**EXERCISE OBJECTIVE**
Turn the lines below into a Markdown table with two columns, No. and Line, giving each row a number and skipping blank lines. Leave the pictures out of your table.

**INFORMATION SHOWN**
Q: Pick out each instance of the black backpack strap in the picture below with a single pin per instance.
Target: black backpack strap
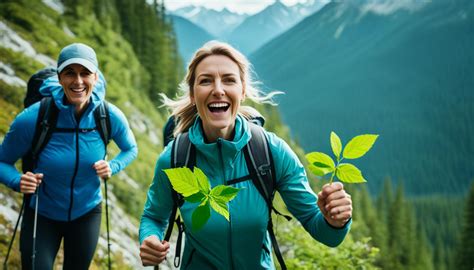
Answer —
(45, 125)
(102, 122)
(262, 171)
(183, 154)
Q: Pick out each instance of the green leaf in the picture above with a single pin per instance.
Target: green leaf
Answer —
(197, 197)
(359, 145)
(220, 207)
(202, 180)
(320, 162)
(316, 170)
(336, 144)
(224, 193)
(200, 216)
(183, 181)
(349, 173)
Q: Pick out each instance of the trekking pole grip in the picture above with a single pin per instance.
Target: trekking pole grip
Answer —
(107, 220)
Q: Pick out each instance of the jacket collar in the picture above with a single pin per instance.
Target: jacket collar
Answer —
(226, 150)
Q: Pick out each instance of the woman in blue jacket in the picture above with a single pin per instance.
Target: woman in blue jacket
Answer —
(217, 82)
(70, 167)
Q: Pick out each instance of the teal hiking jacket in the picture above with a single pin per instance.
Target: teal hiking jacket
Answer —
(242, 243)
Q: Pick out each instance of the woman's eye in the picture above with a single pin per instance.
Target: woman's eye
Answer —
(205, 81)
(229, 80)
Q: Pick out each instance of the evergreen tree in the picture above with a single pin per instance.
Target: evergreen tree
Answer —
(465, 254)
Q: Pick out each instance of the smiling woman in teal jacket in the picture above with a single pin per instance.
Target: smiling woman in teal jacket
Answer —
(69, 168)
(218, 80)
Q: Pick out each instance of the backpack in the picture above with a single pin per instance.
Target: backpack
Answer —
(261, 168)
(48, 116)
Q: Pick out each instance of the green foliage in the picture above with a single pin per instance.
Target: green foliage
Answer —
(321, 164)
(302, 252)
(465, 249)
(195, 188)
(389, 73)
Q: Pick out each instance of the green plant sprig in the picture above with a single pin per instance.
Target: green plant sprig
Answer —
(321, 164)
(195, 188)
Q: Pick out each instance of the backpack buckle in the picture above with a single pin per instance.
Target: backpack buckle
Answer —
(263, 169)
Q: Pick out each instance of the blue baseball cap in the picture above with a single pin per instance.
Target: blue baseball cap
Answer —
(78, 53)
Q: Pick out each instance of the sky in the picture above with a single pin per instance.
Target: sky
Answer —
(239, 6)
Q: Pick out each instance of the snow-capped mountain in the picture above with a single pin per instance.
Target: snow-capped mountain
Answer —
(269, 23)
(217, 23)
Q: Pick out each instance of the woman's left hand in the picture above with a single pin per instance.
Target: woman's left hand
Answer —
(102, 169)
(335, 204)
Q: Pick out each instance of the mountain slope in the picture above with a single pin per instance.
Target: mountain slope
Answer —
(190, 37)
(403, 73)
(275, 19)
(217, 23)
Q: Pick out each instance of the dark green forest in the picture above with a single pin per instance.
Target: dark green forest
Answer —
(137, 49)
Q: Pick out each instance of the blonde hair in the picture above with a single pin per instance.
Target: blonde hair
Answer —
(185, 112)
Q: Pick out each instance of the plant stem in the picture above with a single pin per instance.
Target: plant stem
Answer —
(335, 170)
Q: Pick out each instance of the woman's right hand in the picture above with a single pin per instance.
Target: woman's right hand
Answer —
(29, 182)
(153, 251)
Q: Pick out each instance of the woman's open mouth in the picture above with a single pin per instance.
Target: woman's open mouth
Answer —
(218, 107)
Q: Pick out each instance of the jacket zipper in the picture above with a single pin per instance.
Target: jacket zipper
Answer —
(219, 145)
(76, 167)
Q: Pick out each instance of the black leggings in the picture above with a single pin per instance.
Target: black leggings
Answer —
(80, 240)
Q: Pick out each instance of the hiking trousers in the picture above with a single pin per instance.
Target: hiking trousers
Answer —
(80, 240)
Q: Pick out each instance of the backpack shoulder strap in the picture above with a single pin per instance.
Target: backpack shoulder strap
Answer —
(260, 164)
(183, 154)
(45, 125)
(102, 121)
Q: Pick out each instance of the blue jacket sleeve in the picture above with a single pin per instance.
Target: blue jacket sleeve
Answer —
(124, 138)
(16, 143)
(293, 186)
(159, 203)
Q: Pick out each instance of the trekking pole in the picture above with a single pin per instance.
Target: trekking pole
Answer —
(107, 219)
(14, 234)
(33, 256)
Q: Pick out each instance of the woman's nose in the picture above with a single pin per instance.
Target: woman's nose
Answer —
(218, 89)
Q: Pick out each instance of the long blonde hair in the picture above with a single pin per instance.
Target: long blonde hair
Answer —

**TASK RESULT**
| No. | Line |
|---|---|
| 1 | Q: Pick out each instance of the black backpack strap in the picture below with a single pin per instance. |
| 2 | Target: black backpack strap |
| 3 | Answer — |
| 4 | (45, 125) |
| 5 | (102, 122) |
| 6 | (262, 171) |
| 7 | (183, 154) |
| 8 | Q: Pick out each instance of the green leaf in the picture above with a single pin per instance. |
| 9 | Target: green leaf |
| 10 | Answer — |
| 11 | (197, 197) |
| 12 | (359, 145) |
| 13 | (220, 207) |
| 14 | (202, 180) |
| 15 | (320, 162) |
| 16 | (316, 170) |
| 17 | (336, 144) |
| 18 | (224, 193) |
| 19 | (200, 216) |
| 20 | (183, 181) |
| 21 | (349, 173) |
| 22 | Q: Pick out each instance of the trekking pole grip in the picture above with a single pin per instance. |
| 23 | Target: trekking pole grip |
| 24 | Answer — |
| 25 | (107, 220) |
| 26 | Q: Pick out each instance of the jacket collar in the picture above with a single pin per instance. |
| 27 | Target: jacket collar |
| 28 | Answer — |
| 29 | (226, 150) |
| 30 | Q: Pick out each instance of the woman in blue jacket in the picture above with a single pin per instance. |
| 31 | Target: woman in blue jacket |
| 32 | Answer — |
| 33 | (217, 82) |
| 34 | (70, 167) |
| 35 | Q: Pick out each instance of the teal hiking jacket in the picture above with a single pin per instance. |
| 36 | Target: teal hiking jacket |
| 37 | Answer — |
| 38 | (242, 243) |
| 39 | Q: Pick out each instance of the woman's eye in the picture above with a single pin per instance. |
| 40 | Target: woman's eye |
| 41 | Answer — |
| 42 | (205, 81) |
| 43 | (229, 80) |
| 44 | Q: Pick out each instance of the evergreen tree in the picture above with a single pin per instance. |
| 45 | Target: evergreen tree |
| 46 | Answer — |
| 47 | (465, 254) |
| 48 | Q: Pick out each instance of the smiling woman in teal jacket in the picture above with a single pin per instance. |
| 49 | Target: smiling woman in teal jacket |
| 50 | Answer — |
| 51 | (69, 168) |
| 52 | (218, 80) |
| 53 | Q: Pick out each instance of the backpack in the picture above with a single pin per instance. |
| 54 | Target: backpack |
| 55 | Answer — |
| 56 | (261, 168) |
| 57 | (48, 116) |
| 58 | Q: Pick out each instance of the green foliage in the picture above with a single pin per instance. |
| 59 | Target: green foliage |
| 60 | Answer — |
| 61 | (321, 164) |
| 62 | (302, 252) |
| 63 | (465, 249) |
| 64 | (195, 188) |
| 65 | (389, 73) |
| 66 | Q: Pick out each instance of the green plant sprig in the picture above with a single pin per instance. |
| 67 | Target: green plant sprig |
| 68 | Answer — |
| 69 | (321, 164) |
| 70 | (195, 188) |
| 71 | Q: Pick out each instance of the backpack buckle in the picture above with a single pin per instance. |
| 72 | Target: backpack buckle |
| 73 | Answer — |
| 74 | (263, 169) |
| 75 | Q: Pick out each instance of the blue baseball cap in the picture above with a single pin per instance. |
| 76 | Target: blue baseball cap |
| 77 | Answer — |
| 78 | (78, 53) |
| 79 | Q: Pick out each instance of the sky in the picture above with a single pin per instance. |
| 80 | Target: sky |
| 81 | Answer — |
| 82 | (239, 6) |
| 83 | Q: Pick out each instance of the snow-capped mountain in the picture above with a single pin per instance. |
| 84 | Target: snow-capped mountain |
| 85 | Answer — |
| 86 | (269, 23) |
| 87 | (217, 23) |
| 88 | Q: Pick out each instance of the woman's left hand in the picture above with a single pin per instance. |
| 89 | Target: woman's left hand |
| 90 | Answer — |
| 91 | (102, 169) |
| 92 | (335, 204) |
| 93 | Q: Pick out each instance of the mountain slope in the picture above with a single pin per instance. |
| 94 | Target: mountain slope |
| 95 | Answer — |
| 96 | (190, 37) |
| 97 | (403, 73) |
| 98 | (275, 19) |
| 99 | (217, 23) |
| 100 | Q: Pick out each instance of the dark green forest in the picture above with a single pin per instance. |
| 101 | Target: dark green forest |
| 102 | Answer — |
| 103 | (137, 49) |
| 104 | Q: Pick out each instance of the blonde hair in the picture above with a single pin per instance. |
| 105 | Target: blonde hair |
| 106 | Answer — |
| 107 | (185, 112) |
| 108 | Q: Pick out each instance of the plant stem in the picture above with a single pin per instance. |
| 109 | Target: plant stem |
| 110 | Answer — |
| 111 | (335, 170) |
| 112 | Q: Pick out each instance of the woman's right hand in the picture above with a single pin per instance. |
| 113 | Target: woman's right hand |
| 114 | Answer — |
| 115 | (29, 182) |
| 116 | (153, 251) |
| 117 | Q: Pick out each instance of the woman's open mouth in the picture above with a single pin per instance. |
| 118 | Target: woman's open mouth |
| 119 | Answer — |
| 120 | (218, 107) |
| 121 | Q: Pick out each instance of the jacket zipper in the picture above with a single pin per instance. |
| 122 | Target: jacket zipper |
| 123 | Answer — |
| 124 | (219, 145) |
| 125 | (76, 167) |
| 126 | Q: Pick out each instance of the black leggings in the picture above with a single pin per instance. |
| 127 | Target: black leggings |
| 128 | Answer — |
| 129 | (80, 240) |
| 130 | Q: Pick out each instance of the hiking trousers in the picture above with a single pin per instance. |
| 131 | Target: hiking trousers |
| 132 | Answer — |
| 133 | (80, 240) |
| 134 | Q: Pick out each instance of the backpack shoulder strap in the picture above with a single pin per instance. |
| 135 | Target: backpack shoulder strap |
| 136 | Answer — |
| 137 | (260, 164) |
| 138 | (183, 154) |
| 139 | (45, 125) |
| 140 | (102, 121) |
| 141 | Q: Pick out each instance of the blue jacket sleeve in the picture above with a single pin per instance. |
| 142 | Target: blue jacket sleeve |
| 143 | Answer — |
| 144 | (124, 138) |
| 145 | (16, 143) |
| 146 | (293, 186) |
| 147 | (159, 203) |
| 148 | Q: Pick out each instance of the trekking pole in the picture above with a single pin per instance. |
| 149 | Target: trekking pole |
| 150 | Answer — |
| 151 | (107, 219) |
| 152 | (14, 234) |
| 153 | (33, 256) |
| 154 | Q: Pick out each instance of the woman's nose in the picture above with a single pin per instance. |
| 155 | Target: woman's nose |
| 156 | Answer — |
| 157 | (218, 89) |
| 158 | Q: Pick out each instance of the long blonde hair in the picture above with a single pin per instance. |
| 159 | Target: long blonde hair |
| 160 | Answer — |